** BEGIN EXCERPTED TEXT **
A Cargo plugin for infrastructure and acceptance testing in Rust.

cargo-rigtest runs each test in its own subprocess, giving you
process-level isolation, parallel execution, structured output, and
first-class support for shared infrastructure setup — without the overhead
of spinning up a full test harness.

---

## Overview

Most Rust projects have two test layers covered: unit tests with `#[test]`,
and integration tests that compile and run a local binary. The third layer
— *acceptance tests against a deployed system* — is almost always handled
by reaching for another tool: pytest, Postman, shell scripts.

`cargo-rigtest` closes that gap. It is a Cargo plugin for running
acceptance and end-to-end tests against real, deployed infrastructure —
the kind of tests you run after a deploy to staging to confirm the system
behaves as intended under real conditions, with real traffic and real
service dependencies.

**The motivating use case:** a service is deployed to a staging
environment. Before promoting to production, you want to verify that the
signup flow completes, authenticated requests are accepted, and data
persists correctly. These aren't unit tests — the binary is already
compiled and running. They aren't local integration tests — there's nothing
to mock. They're acceptance tests, and `cargo-rigtest` lets you write them
in Rust.
** END EXCERPTED TEXT **
** BEGIN SUPPLIED ENTRIES **
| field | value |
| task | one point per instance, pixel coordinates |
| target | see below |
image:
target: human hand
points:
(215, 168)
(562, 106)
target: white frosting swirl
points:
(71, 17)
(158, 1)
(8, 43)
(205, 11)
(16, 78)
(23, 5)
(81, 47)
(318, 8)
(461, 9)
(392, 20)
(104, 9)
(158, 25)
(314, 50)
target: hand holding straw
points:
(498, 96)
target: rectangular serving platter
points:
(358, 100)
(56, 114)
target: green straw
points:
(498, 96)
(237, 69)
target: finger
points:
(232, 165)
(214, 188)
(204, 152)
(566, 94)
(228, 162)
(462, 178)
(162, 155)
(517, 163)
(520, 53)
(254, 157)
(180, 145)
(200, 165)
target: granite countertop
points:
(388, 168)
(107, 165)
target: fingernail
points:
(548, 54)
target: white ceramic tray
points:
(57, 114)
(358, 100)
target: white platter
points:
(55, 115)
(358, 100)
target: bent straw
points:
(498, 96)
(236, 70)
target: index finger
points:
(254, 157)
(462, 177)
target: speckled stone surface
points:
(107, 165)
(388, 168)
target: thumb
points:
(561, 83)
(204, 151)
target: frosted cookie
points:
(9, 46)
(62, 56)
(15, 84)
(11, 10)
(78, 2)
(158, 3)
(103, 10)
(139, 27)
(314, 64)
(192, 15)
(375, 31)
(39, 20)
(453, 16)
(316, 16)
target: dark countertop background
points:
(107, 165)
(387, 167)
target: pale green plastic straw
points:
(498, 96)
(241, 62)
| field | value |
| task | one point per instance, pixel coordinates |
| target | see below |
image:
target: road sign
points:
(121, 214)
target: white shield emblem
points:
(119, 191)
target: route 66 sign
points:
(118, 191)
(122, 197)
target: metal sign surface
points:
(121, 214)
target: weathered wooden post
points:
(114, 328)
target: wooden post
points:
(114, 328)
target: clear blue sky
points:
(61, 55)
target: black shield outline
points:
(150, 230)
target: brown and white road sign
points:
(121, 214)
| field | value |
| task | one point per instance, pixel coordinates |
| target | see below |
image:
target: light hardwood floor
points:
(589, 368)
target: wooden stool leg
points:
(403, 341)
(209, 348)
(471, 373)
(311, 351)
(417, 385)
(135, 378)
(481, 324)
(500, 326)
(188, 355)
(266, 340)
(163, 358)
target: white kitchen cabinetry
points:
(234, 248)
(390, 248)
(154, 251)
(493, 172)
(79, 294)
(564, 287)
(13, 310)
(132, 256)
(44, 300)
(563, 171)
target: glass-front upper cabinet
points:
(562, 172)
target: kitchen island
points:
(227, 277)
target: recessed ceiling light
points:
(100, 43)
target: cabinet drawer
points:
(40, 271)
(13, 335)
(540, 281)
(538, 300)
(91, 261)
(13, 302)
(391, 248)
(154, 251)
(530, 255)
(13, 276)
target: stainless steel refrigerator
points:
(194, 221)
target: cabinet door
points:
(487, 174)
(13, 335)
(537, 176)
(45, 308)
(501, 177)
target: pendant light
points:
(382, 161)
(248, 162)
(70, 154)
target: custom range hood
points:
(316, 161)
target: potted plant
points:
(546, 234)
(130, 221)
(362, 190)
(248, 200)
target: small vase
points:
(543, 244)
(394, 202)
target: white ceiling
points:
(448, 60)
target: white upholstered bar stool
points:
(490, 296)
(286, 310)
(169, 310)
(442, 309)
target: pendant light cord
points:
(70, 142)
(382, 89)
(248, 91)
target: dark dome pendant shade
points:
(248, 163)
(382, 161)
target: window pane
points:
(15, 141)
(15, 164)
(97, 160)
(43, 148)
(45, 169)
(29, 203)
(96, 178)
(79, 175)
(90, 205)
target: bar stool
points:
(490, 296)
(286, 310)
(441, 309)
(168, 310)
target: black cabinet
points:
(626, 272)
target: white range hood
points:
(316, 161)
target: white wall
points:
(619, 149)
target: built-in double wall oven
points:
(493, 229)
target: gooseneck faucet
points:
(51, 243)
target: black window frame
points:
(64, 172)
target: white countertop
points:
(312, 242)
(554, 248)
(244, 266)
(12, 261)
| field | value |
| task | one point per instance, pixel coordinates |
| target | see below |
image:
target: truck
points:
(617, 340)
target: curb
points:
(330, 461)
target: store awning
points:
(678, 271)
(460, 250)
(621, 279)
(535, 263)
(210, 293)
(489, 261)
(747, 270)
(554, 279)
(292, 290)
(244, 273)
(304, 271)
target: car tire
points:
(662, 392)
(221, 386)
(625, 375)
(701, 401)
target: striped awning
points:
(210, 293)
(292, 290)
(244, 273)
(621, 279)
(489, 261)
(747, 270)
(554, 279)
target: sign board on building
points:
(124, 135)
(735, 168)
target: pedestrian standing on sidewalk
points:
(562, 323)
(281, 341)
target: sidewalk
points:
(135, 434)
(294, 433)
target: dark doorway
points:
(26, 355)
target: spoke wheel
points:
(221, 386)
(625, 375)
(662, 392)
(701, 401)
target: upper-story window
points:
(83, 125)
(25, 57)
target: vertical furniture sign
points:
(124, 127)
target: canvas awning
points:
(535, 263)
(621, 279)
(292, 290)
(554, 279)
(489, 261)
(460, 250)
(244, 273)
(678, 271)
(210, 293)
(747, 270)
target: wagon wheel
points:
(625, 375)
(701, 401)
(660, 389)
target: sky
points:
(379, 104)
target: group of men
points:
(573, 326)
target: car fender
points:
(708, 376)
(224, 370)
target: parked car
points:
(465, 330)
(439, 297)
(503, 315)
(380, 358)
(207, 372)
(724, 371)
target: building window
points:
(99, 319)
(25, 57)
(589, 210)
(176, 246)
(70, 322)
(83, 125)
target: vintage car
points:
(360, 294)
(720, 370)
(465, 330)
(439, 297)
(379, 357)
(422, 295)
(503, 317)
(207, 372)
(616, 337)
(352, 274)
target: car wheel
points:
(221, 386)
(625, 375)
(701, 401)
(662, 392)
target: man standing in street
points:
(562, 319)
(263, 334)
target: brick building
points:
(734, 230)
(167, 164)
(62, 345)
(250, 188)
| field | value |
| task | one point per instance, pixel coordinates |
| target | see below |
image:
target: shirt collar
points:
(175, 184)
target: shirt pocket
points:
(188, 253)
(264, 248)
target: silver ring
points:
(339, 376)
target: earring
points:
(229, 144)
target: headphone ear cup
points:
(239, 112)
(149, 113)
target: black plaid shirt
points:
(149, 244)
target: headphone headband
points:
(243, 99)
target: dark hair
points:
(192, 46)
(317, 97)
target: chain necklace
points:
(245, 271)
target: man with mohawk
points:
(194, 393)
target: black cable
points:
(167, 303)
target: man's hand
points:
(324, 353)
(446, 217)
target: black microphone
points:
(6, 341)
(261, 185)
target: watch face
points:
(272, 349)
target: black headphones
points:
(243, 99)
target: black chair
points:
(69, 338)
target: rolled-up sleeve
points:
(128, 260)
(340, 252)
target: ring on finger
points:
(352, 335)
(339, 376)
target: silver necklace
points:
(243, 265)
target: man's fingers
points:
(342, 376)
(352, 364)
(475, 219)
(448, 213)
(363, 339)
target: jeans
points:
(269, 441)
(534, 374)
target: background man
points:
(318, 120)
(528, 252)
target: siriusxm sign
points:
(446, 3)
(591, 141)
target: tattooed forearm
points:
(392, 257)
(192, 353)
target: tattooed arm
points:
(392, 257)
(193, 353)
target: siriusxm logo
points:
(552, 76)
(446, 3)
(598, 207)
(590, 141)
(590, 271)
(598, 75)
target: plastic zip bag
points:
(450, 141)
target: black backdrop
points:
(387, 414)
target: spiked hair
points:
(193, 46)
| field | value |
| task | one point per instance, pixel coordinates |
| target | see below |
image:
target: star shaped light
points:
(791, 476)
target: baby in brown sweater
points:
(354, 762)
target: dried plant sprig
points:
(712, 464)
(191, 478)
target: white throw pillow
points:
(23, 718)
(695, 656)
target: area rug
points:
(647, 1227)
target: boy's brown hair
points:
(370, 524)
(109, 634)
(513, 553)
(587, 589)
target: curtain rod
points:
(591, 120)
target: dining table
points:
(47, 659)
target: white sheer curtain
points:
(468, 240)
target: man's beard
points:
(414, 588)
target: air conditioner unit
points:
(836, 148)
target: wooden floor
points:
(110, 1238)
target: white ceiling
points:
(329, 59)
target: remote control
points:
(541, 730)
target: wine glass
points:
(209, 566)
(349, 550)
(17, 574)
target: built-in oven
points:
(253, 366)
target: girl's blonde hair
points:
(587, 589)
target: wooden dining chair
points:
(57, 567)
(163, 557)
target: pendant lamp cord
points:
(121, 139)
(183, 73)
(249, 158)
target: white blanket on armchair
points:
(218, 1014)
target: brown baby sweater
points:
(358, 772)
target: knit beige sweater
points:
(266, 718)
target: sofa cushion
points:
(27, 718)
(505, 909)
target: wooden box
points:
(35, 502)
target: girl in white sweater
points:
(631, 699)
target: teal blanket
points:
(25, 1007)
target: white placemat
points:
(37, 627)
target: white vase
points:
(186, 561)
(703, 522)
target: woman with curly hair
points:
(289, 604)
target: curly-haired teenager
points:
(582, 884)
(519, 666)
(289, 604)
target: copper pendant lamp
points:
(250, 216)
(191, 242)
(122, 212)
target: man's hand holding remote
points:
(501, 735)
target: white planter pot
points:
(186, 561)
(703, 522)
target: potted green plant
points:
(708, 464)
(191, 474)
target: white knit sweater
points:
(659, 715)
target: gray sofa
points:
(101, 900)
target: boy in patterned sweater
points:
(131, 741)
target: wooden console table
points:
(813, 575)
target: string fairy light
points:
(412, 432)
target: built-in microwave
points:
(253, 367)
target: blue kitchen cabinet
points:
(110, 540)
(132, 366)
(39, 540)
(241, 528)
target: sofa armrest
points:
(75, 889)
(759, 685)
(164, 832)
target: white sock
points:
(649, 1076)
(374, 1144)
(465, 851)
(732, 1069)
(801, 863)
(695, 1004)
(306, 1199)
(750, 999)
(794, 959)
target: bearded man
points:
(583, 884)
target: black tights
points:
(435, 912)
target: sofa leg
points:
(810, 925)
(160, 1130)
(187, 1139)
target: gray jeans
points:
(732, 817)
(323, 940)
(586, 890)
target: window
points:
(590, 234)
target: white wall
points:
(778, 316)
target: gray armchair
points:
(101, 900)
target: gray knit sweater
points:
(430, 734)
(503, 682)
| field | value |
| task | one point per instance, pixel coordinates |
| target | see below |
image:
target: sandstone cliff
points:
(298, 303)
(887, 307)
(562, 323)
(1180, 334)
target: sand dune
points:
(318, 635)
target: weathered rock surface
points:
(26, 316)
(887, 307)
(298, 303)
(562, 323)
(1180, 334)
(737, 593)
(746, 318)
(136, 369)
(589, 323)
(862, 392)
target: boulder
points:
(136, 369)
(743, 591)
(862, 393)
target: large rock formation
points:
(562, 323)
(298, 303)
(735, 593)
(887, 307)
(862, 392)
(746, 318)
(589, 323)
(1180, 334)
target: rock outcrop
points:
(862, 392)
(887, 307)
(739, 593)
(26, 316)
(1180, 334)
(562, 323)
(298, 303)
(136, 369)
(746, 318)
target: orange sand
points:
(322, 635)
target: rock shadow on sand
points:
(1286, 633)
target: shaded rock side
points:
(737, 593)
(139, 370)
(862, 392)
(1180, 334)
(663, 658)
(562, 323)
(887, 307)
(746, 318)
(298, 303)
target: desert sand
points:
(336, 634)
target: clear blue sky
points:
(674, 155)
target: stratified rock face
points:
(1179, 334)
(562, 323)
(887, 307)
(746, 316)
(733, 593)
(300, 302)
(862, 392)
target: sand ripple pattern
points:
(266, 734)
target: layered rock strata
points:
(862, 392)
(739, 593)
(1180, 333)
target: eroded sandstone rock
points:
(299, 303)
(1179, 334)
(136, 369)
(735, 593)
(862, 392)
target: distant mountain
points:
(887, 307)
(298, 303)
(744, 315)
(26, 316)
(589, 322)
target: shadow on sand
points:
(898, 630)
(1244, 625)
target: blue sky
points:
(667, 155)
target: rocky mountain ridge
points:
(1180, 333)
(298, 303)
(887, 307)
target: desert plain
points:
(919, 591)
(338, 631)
** END SUPPLIED ENTRIES **
- **EXERCISES TO COMPLETE**:
a - For each statement below, say whether it agrees with the cargo-rigtest text. Answer yes or no and quote the words of the text that decide it.
(i) cargo-rigtest runs each test in a separate subprocess.
(ii) Acceptance tests against a deployed system are usually written with `#[test]`.
(iii) In the motivating use case, the binary must still be compiled before the tests run.
b - From the cargo-rigtest text, extract the passage that begins at the words "## Overview" and ends after "Postman, shell scripts.".

- **SOLUTIONS TO THE PROBLEMS**:
a -
(i) Yes: "cargo-rigtest runs each test in its own subprocess"
(ii) No: "is almost always handled by reaching for another tool: pytest, Postman, shell scripts"
(iii) No: "the binary is already compiled and running"

b -
## Overview

Most Rust projects have two test layers covered: unit tests with `#[test]`,
and integration tests that compile and run a local binary. The third layer
— *acceptance tests against a deployed system* — is almost always handled
by reaching for another tool: pytest, Postman, shell scripts.